Dataset rows:

┄┄┄┄┄┄┄┄┄┄┄┄┄┄┄┄┄┄┄┄

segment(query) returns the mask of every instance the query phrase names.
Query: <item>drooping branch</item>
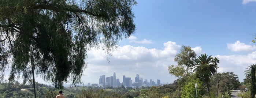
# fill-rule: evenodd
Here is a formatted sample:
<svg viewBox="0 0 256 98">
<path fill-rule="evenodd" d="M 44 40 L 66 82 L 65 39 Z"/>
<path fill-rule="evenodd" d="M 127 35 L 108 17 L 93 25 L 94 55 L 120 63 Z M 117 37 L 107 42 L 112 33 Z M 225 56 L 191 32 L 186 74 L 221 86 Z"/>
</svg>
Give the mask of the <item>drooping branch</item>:
<svg viewBox="0 0 256 98">
<path fill-rule="evenodd" d="M 70 8 L 68 7 L 63 7 L 61 6 L 57 6 L 57 5 L 53 5 L 51 4 L 36 4 L 33 8 L 34 9 L 47 9 L 54 11 L 57 12 L 60 12 L 62 11 L 66 11 L 74 13 L 76 12 L 84 12 L 85 13 L 89 14 L 90 15 L 97 17 L 105 17 L 107 16 L 106 15 L 101 14 L 95 14 L 86 10 L 83 10 L 81 9 L 78 9 L 76 8 Z"/>
</svg>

┄┄┄┄┄┄┄┄┄┄┄┄┄┄┄┄┄┄┄┄

Duplicate the lines above word for word, leaving out the pictures.

SOLUTION FOR THIS PROBLEM:
segment(query) returns the mask of every instance the query phrase names.
Query: <item>drooping branch</item>
# fill-rule: evenodd
Here is a formatted sample:
<svg viewBox="0 0 256 98">
<path fill-rule="evenodd" d="M 44 40 L 66 82 L 65 39 Z"/>
<path fill-rule="evenodd" d="M 127 35 L 108 17 L 93 25 L 94 55 L 120 63 Z M 117 37 L 107 42 L 112 33 Z M 225 56 L 191 32 L 186 74 L 221 86 Z"/>
</svg>
Give the mask of the <item>drooping branch</item>:
<svg viewBox="0 0 256 98">
<path fill-rule="evenodd" d="M 70 8 L 68 7 L 63 7 L 61 6 L 57 6 L 57 5 L 53 5 L 51 4 L 36 4 L 33 8 L 34 9 L 47 9 L 54 11 L 57 12 L 60 12 L 62 11 L 66 11 L 74 13 L 76 12 L 84 12 L 85 13 L 89 14 L 90 15 L 97 17 L 105 17 L 107 16 L 106 15 L 101 14 L 95 14 L 86 10 L 83 10 L 81 9 L 78 9 L 76 8 Z"/>
</svg>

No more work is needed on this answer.